### EXERCISE PROMPT
Check each line of the records below for the word "mask" and copy those where it appears.

[Entries taken from a collection]
──────────────────────────────

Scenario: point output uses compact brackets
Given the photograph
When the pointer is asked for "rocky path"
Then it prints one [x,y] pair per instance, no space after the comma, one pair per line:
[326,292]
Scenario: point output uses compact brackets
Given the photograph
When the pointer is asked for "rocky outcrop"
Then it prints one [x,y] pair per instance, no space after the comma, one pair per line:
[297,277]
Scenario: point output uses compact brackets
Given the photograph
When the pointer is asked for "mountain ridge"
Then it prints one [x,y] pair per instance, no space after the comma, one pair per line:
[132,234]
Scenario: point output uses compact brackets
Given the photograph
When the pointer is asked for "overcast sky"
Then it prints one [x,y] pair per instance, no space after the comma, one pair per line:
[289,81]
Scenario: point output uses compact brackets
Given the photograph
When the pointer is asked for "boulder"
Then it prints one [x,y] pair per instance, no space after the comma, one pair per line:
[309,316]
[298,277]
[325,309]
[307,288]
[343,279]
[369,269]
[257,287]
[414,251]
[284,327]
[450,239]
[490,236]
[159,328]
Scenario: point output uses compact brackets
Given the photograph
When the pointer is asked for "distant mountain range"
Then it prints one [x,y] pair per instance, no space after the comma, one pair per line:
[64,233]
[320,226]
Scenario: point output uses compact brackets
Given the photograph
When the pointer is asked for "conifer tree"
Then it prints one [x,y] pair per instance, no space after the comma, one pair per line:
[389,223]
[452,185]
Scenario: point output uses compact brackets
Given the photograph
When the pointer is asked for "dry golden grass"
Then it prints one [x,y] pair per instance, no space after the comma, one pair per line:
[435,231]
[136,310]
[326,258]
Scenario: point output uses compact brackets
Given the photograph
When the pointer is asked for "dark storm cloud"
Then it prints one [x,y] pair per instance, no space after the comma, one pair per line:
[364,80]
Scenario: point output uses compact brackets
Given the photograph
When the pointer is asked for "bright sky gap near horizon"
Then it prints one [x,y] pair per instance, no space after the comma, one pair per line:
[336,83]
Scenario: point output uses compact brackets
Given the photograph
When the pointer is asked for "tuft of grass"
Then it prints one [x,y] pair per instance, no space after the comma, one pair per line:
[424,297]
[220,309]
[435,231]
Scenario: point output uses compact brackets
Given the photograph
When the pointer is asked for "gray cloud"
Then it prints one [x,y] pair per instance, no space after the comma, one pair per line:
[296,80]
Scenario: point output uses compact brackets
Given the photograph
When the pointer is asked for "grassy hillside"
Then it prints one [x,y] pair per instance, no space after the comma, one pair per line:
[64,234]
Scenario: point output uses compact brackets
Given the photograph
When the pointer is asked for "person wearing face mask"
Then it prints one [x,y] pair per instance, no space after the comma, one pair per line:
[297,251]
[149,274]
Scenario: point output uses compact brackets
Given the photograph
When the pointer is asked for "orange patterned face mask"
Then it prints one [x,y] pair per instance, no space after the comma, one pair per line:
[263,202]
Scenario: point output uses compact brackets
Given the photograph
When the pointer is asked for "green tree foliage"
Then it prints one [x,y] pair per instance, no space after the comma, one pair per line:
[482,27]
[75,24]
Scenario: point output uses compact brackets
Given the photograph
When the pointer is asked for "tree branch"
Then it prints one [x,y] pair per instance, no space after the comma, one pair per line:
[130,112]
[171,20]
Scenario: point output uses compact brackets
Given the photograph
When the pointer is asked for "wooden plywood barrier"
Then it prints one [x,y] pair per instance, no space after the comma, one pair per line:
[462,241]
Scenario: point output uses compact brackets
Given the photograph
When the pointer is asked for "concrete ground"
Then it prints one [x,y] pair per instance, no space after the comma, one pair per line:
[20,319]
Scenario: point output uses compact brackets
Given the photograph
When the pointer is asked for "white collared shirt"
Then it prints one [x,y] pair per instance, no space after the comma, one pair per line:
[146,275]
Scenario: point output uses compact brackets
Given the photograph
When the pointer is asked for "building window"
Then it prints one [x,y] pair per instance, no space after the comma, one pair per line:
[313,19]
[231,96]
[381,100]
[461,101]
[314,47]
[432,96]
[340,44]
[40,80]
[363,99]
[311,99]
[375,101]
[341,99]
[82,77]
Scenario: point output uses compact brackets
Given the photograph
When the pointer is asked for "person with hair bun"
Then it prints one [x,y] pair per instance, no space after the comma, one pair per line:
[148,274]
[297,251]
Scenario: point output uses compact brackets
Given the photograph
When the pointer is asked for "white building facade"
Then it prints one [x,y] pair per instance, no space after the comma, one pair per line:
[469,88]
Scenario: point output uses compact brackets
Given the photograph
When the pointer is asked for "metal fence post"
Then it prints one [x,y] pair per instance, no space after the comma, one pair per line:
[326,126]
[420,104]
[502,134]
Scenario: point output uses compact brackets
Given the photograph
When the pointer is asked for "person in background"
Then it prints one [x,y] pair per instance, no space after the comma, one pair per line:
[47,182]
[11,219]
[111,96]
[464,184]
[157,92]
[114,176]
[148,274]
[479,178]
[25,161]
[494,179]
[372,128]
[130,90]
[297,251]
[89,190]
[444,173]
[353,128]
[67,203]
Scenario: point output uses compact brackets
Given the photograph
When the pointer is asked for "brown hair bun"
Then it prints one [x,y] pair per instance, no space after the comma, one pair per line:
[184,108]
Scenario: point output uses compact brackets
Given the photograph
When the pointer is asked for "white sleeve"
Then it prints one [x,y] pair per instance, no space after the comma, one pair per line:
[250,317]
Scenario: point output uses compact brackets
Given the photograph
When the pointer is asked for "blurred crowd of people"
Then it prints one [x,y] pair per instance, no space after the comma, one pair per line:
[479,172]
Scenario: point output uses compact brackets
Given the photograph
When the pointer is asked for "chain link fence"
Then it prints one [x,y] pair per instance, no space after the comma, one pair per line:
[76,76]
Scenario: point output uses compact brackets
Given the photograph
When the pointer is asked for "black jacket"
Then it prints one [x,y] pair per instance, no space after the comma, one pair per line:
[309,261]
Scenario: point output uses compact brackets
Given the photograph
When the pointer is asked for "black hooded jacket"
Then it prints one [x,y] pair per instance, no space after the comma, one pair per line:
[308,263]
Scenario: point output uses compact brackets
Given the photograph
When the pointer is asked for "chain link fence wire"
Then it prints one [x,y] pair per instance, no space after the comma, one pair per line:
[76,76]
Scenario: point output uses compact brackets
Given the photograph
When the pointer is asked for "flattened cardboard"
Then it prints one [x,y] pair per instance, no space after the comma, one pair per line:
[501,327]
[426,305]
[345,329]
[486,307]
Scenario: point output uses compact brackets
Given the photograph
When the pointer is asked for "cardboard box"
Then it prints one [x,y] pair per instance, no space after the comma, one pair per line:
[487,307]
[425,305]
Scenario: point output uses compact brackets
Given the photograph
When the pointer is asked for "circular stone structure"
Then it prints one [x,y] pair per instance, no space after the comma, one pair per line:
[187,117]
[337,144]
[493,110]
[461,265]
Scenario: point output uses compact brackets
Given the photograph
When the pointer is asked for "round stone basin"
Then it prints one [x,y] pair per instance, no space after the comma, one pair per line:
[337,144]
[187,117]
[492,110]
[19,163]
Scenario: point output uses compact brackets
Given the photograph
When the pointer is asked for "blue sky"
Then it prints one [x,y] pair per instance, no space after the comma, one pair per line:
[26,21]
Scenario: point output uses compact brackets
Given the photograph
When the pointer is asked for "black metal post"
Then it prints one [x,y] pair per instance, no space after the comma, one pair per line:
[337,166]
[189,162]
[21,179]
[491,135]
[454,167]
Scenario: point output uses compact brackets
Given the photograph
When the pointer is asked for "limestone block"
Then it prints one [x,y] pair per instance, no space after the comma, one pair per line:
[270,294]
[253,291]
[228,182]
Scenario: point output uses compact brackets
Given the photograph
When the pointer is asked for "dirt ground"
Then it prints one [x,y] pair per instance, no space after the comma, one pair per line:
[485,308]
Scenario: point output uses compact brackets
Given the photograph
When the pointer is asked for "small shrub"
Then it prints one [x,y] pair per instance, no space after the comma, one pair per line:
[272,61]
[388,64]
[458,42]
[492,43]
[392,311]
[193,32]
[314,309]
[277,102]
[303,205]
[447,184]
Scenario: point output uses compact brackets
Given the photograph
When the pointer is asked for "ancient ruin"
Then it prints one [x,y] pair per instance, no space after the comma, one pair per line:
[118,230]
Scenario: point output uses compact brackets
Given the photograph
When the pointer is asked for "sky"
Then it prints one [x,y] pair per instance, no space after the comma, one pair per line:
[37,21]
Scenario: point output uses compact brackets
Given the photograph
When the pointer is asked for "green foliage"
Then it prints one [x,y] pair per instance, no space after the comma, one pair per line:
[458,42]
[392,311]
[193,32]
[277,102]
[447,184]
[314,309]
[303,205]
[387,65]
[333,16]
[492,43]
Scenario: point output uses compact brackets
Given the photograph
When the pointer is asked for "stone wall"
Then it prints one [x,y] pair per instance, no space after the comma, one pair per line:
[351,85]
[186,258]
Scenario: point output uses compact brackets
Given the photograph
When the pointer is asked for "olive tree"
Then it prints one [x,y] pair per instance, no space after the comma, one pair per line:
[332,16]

──────────────────────────────

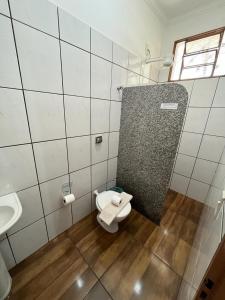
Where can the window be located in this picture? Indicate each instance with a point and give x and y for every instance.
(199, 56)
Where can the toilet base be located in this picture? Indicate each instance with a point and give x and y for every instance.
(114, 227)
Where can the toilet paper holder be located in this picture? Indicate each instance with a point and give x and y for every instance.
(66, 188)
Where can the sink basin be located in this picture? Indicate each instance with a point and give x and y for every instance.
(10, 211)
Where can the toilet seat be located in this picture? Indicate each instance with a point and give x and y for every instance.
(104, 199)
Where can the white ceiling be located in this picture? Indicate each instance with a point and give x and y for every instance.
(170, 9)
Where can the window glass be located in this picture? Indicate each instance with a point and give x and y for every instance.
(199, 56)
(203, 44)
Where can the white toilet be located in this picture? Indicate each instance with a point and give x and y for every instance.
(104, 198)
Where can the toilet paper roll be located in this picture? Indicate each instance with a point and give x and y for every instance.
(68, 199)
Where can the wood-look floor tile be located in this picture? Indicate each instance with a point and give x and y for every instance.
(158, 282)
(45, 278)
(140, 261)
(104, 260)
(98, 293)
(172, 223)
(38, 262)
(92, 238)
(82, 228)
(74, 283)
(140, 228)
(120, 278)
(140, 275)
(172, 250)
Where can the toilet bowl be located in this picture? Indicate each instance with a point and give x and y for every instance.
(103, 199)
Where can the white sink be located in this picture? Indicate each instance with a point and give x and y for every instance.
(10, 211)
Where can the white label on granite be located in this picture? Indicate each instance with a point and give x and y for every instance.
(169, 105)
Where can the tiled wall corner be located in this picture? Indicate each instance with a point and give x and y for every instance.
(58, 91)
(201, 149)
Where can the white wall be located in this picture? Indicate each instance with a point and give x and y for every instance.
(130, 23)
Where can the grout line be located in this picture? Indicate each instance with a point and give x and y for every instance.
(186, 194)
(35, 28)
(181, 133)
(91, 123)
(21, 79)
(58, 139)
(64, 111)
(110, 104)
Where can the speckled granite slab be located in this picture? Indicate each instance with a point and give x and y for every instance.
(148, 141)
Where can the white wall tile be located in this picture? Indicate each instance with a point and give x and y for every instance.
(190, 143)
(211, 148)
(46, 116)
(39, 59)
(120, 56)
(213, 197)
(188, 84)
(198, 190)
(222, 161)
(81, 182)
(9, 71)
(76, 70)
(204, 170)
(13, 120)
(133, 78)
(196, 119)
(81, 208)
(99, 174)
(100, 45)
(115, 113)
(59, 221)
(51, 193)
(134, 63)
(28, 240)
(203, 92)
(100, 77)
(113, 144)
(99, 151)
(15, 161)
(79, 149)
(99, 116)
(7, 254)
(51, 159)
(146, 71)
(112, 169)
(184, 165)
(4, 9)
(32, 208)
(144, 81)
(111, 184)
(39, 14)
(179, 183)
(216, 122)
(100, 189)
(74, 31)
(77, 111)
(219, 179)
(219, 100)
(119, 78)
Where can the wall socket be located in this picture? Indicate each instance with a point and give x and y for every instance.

──────────────────────────────

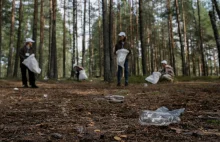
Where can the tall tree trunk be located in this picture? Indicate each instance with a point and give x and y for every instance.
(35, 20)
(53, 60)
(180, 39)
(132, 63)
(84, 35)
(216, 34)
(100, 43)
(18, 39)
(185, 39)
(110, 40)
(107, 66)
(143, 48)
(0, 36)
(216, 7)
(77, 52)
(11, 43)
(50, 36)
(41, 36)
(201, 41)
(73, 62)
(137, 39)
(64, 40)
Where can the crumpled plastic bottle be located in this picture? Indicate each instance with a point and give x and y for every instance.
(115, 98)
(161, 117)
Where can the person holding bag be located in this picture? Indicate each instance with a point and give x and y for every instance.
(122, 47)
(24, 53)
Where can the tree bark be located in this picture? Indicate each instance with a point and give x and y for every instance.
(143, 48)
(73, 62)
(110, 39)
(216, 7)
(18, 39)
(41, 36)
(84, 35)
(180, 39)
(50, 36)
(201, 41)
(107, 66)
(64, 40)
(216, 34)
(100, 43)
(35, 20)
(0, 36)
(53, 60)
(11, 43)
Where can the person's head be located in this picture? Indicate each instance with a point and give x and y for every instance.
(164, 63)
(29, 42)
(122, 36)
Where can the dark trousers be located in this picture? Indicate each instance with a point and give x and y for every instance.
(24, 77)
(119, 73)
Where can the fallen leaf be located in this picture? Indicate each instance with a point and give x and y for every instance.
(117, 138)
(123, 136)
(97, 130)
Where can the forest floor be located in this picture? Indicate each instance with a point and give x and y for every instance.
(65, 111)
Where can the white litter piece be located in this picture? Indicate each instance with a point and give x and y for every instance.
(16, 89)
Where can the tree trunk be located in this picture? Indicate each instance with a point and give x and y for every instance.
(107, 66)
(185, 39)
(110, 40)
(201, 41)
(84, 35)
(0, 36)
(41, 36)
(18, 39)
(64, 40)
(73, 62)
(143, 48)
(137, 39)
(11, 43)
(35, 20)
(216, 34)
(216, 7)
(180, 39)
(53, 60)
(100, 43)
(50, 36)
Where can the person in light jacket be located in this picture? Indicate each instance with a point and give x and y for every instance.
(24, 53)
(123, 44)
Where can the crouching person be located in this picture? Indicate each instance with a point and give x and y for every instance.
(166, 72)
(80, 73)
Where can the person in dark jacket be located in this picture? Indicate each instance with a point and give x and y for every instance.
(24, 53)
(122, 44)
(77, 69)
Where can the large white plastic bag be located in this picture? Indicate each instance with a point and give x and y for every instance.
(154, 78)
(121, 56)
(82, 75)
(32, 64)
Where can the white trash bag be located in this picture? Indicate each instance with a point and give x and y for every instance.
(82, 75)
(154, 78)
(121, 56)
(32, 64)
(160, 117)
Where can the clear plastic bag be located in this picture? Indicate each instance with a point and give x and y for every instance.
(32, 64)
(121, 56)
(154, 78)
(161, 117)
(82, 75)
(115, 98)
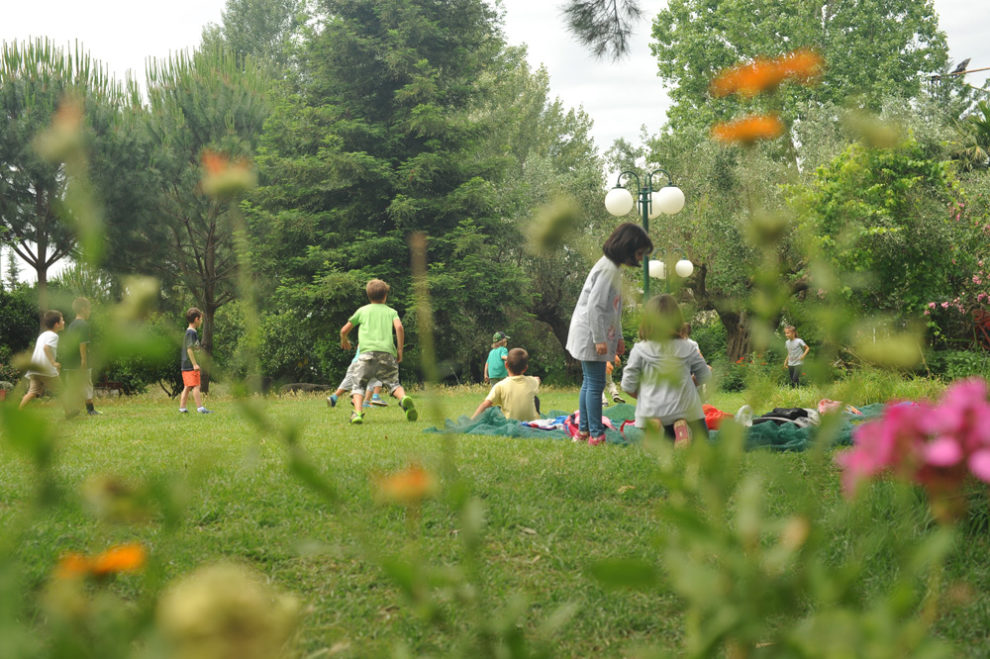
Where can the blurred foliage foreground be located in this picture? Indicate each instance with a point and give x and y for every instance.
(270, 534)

──────────────────────────────

### YOUR RESPONSE
When the pointer is asked for "person wearing face mask"
When the pointer is asked for "orange patterned face mask"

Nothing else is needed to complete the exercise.